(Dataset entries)

- Opening Delimiter -

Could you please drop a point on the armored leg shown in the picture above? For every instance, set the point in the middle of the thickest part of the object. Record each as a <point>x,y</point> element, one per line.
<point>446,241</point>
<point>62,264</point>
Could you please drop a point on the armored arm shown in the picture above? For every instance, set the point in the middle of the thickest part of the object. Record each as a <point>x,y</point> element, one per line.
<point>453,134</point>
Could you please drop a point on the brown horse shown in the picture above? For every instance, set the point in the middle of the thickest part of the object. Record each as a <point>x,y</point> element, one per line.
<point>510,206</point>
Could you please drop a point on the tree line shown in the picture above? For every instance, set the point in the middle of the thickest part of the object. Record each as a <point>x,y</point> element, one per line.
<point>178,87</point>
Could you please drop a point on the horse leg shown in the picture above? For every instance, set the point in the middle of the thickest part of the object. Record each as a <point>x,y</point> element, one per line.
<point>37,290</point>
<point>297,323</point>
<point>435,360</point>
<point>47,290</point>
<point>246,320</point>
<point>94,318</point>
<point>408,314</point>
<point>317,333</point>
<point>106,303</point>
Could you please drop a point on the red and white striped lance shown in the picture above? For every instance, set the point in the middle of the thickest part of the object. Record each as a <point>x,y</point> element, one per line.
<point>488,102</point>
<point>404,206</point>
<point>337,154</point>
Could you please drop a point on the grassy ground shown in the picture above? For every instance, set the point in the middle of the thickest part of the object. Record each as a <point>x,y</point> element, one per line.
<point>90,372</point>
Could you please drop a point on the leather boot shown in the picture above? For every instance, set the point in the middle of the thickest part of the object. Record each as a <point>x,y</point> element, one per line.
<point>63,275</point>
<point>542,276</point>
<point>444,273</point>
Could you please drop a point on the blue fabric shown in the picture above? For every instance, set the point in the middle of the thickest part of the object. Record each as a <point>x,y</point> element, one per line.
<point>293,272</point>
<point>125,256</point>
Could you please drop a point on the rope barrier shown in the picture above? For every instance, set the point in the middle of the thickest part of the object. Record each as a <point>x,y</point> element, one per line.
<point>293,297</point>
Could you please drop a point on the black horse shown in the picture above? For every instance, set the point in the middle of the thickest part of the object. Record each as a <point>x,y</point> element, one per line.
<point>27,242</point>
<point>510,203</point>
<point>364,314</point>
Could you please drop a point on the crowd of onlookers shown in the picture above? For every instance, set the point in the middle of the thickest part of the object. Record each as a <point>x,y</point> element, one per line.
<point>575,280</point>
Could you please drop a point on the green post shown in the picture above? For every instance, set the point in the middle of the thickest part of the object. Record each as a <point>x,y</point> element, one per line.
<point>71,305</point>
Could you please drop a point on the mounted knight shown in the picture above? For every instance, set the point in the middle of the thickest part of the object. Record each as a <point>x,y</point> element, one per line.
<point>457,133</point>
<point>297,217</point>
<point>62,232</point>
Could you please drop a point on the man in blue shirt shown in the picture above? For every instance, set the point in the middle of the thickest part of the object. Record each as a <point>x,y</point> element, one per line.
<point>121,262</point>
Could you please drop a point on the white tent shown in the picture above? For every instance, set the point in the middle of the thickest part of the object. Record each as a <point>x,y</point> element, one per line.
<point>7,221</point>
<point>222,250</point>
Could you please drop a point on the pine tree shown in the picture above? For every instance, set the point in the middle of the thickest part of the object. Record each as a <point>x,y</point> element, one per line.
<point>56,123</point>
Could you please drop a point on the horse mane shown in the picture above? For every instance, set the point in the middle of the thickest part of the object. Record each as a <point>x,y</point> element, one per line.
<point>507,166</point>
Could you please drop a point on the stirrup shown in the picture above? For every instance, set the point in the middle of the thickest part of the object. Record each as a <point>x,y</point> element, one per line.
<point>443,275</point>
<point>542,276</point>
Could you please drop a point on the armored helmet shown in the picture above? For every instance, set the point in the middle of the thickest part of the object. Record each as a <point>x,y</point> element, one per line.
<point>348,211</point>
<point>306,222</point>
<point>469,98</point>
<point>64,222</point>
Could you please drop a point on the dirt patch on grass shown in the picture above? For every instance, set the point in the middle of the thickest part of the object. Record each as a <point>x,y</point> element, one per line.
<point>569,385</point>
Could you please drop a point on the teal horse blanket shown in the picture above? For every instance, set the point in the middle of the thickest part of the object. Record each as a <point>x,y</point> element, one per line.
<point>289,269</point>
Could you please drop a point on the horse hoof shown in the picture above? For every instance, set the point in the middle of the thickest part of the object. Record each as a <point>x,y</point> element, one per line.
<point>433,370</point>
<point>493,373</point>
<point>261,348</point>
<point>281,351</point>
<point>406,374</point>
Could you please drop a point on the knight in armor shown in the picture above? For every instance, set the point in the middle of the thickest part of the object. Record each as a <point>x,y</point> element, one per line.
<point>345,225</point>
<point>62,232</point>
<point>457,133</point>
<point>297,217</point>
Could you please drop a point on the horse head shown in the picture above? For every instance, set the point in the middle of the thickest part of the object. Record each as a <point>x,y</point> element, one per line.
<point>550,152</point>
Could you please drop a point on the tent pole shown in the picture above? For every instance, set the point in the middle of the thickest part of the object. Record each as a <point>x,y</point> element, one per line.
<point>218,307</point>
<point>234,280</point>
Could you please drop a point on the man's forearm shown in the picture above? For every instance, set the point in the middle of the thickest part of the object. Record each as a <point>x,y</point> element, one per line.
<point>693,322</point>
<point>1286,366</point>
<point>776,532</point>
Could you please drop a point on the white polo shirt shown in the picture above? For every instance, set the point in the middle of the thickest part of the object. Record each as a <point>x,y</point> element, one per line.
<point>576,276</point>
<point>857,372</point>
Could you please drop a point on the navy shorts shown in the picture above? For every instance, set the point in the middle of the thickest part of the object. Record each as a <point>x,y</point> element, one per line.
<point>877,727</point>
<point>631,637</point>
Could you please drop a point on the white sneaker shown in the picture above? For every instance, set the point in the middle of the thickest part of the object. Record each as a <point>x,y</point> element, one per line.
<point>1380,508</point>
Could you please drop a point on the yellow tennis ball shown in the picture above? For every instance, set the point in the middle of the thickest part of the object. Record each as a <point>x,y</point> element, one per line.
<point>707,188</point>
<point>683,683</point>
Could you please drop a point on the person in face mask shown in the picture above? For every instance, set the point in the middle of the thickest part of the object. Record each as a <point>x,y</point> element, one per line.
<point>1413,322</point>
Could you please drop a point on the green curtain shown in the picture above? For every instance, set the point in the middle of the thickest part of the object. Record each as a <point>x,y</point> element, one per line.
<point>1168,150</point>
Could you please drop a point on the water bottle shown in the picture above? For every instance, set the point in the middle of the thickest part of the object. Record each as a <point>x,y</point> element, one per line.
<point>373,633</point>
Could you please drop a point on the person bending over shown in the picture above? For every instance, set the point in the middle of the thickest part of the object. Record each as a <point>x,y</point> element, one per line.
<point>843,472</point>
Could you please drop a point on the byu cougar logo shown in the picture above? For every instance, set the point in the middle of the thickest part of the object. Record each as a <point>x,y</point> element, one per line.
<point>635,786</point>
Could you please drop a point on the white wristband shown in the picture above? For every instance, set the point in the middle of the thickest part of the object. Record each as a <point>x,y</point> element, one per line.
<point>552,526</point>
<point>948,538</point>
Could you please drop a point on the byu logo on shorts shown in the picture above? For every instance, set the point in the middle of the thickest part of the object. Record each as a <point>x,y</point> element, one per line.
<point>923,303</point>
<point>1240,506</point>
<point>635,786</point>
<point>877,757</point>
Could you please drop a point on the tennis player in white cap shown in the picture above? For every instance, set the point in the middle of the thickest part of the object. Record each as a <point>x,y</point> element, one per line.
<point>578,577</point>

- Closing Delimiter -

The problem: An exact copy of every record is needed; write it out in full.

Result for this task:
Could you please drop a point on the armored leg shown in the picture above? For every instance, set the point in the middle of the thickest part of the object. Record each as a <point>x,y</point> element, one per line.
<point>446,241</point>
<point>62,264</point>
Could you please drop a point on the armored arm shown in the picture above? For every instance, set the point in the middle of the thickest part of the object. Record each as a <point>x,y</point> element, one per line.
<point>453,134</point>
Could you please drop a point on the brown horse shown in the picture above? For every instance, set the point in the middle of the thickest part of the object. Record each as a <point>x,y</point> element, one per line.
<point>510,206</point>
Could you please drop a point on the tree line shown in the picture above? For every instance, set the point in the middle of the thickest part of the object. Record each as a <point>x,y</point> element, one per line.
<point>178,87</point>
Could you please drop a point on the horse leg shown in the picture above? For every instance, set the point in the middle of the thickest part of the object. Record each as a <point>x,y</point> element, one per line.
<point>37,290</point>
<point>297,323</point>
<point>435,360</point>
<point>47,290</point>
<point>246,320</point>
<point>94,318</point>
<point>408,314</point>
<point>317,333</point>
<point>106,303</point>
Could you please drop a point on the red and white striped lance shown in the picture above? For every instance, set the point in the middle of the thickest part of the object. Record each as a <point>x,y</point> element, one per line.
<point>488,102</point>
<point>404,206</point>
<point>337,154</point>
Could you please drop a point on the grassy ground shown in the picture above? For every instance, set the point in the middle of the thickest part of the object. Record each as a <point>x,y</point> element, one per line.
<point>90,372</point>
Could you please drop a point on the leather boot shown in the picture above? For every instance, set the point in the middle of the thickest part of the object. Record each as a <point>x,y</point> element, one per line.
<point>63,275</point>
<point>542,276</point>
<point>444,273</point>
Could you please drop a point on the blue fabric shown in the picture above? For every instance, set the point in the middle of the thickest part of the object. Record each as a <point>x,y</point> element, one per line.
<point>293,272</point>
<point>125,256</point>
Could you please drop a point on the rope barrier shown in the picture above? For every instance, set the point in the middle of the thickest part of the object. Record each as a <point>x,y</point> element, one per line.
<point>293,297</point>
Could you please drop a point on the black horse shown in the picture above? For every instance, set the point in the middle of the thickest part of the object. Record each as a <point>x,y</point> element, one per line.
<point>27,242</point>
<point>510,203</point>
<point>364,314</point>
Could you please drop a point on the crowd of onlookers shown in the picture above? For every instance, set the point in the middle of the thickest part of the object. Record each as a <point>x,y</point> element, one per line.
<point>575,280</point>
Could you please drop a point on the green post shown in the picture above? For every instance, set the point in the middle of the thickest part of the object. Record each as a <point>x,y</point> element, one per line.
<point>71,305</point>
Could you please drop a point on the mounted knight shown in the picture above? For every instance, set the point in the middle of the thickest part of the object. Record each as a <point>x,y</point> element, one per line.
<point>457,133</point>
<point>297,217</point>
<point>62,232</point>
Could you please drop a point on the man in blue shirt shown in the picture above? For every instance, set the point in the middle of the thickest part of the object. Record each as a <point>x,y</point> element, one per line.
<point>121,262</point>
Could you please drop a point on the white tent shown in the picture above? For every instance, set the point in the middle of the thickest part of the object. Record each as a <point>x,y</point> element, one per line.
<point>7,221</point>
<point>222,250</point>
Could you please drop a point on the pine tree shown in the picture above? For every instance, set the point in the middle of the thickest part of the object. Record each as a <point>x,y</point> element, one per line.
<point>56,123</point>
Could you please drop a point on the horse mane shown in the picture above? For every instance, set the point in the middle of the thickest part of the object. Record each as a <point>x,y</point> element, one per line.
<point>507,166</point>
Could you please drop a point on the stirrup shown in the picture above? For every instance, set the point in the middle of the thickest part of the object. Record each as a <point>x,y</point> element, one per line.
<point>443,275</point>
<point>542,276</point>
Could you please drop a point on the armored helmet shown in the picture above? For every instance, set the point in the middle of the thickest part of the object. Record each as a <point>x,y</point> element, one per line.
<point>348,211</point>
<point>306,222</point>
<point>469,98</point>
<point>64,222</point>
Could you please drop a point on the dirt patch on grass shown in the picture above? For every instance, set the point in the middle of the thickest part of the object. Record each as a <point>x,y</point> element, one per line.
<point>569,385</point>
Could you please drop a point on the teal horse blanket shown in the picture above? For every instance, set the point in the middle of the thickest part of the object. Record each as a <point>x,y</point> element, one per line.
<point>289,269</point>
Could you please drop a point on the horse hoof shown in the picture above? For every instance, set the point in the middle of the thickest part of the object. Record each as a <point>x,y</point> element, one per line.
<point>433,370</point>
<point>493,373</point>
<point>261,348</point>
<point>281,351</point>
<point>406,374</point>
Could you please drop a point on the knight in armor shown in the picture above? For every instance, set the point in the middle of the thickest part of the object. Record each as a <point>x,y</point> element, one per line.
<point>345,225</point>
<point>62,232</point>
<point>457,133</point>
<point>297,217</point>
Could you please drop a point on the horse head shown in the picture above? For every instance, set the point in the middle of the thickest part of the object. Record each as a <point>x,y</point> element, one per line.
<point>550,152</point>
Could you please drop a point on the tent pole shown in the picture above? For every instance, set the point in the middle of the thickest part of the object. Record each as a <point>x,y</point> element, one per line.
<point>218,307</point>
<point>234,280</point>
Could you please drop a point on the man's forearm shown in the picture above? For every instance, set the point in the middle of the thickest part of the object. Record each as a <point>x,y</point> element, one per line.
<point>693,322</point>
<point>1286,366</point>
<point>776,532</point>
Could you please drop a point on the white polo shirt shown in the picture above? For every instance, set the point in the middle of the thickest part of the object. Record each as a <point>x,y</point> element, one per line.
<point>576,276</point>
<point>857,372</point>
Could you please drop a point on the navy shorts shown in the picture above? For every instance, set the point in the middle of the thickest part of the object. Record each as a <point>x,y</point> element, one per line.
<point>877,727</point>
<point>631,637</point>
Could you please drop a point on the white sneaker shown in the picture above? For every instance, set the point in the middle of the thickest part of the object. Record each as a <point>x,y</point> element, one per line.
<point>1380,508</point>
Could you please drop a point on the yellow tennis ball shown in the picture above? For every instance, set the point in the middle of the thickest part of the object. Record each as a <point>x,y</point> element, one per line.
<point>707,188</point>
<point>683,683</point>
Could you please drop a point on the person in face mask shown in the picture above? For every instance, set the point in the middle of the thickest part of the object. Record each as a <point>x,y</point> element, one per line.
<point>1413,322</point>
Could you please drop a point on the green curtain shown in the picture above? For every instance, set the point in the middle of the thickest part of the object. Record each as a <point>x,y</point> element, one per line.
<point>1168,150</point>
Could you please drop a point on the water bottle shown in the picture above? For every instance, set the point in the middle of the thickest part of the object. Record each as a <point>x,y</point> element, one per line.
<point>373,633</point>
Could you please drop a point on the person bending over shown in the picture above? For every instance, set the point in the middle of the thickest part of the object. Record each as a <point>x,y</point> element, one per line.
<point>843,472</point>
Could you please drop a point on the byu cougar logo shown in the picture above? For every instance, set the point in the middle of the thickest part of the object. Record each as a <point>x,y</point> element, one per line.
<point>635,786</point>
Could you please drop a point on the white wristband shown in the picture above? For every instance, set the point in the middle of the thickest part of the object. Record each as a <point>x,y</point> element, one per line.
<point>552,526</point>
<point>948,538</point>
Could you please drop a point on the byu logo on shorts shown in the picture above? For every instance, set the point in the middle of the thickest part of the object. Record each as a <point>x,y</point> element, one per line.
<point>923,303</point>
<point>1240,506</point>
<point>635,786</point>
<point>877,757</point>
Could you please drop a point on the tennis player in white cap shown in the picture above? For every instance, set the point in the middle of the thickest part of the object. Record each as a <point>x,y</point> element, one per line.
<point>578,577</point>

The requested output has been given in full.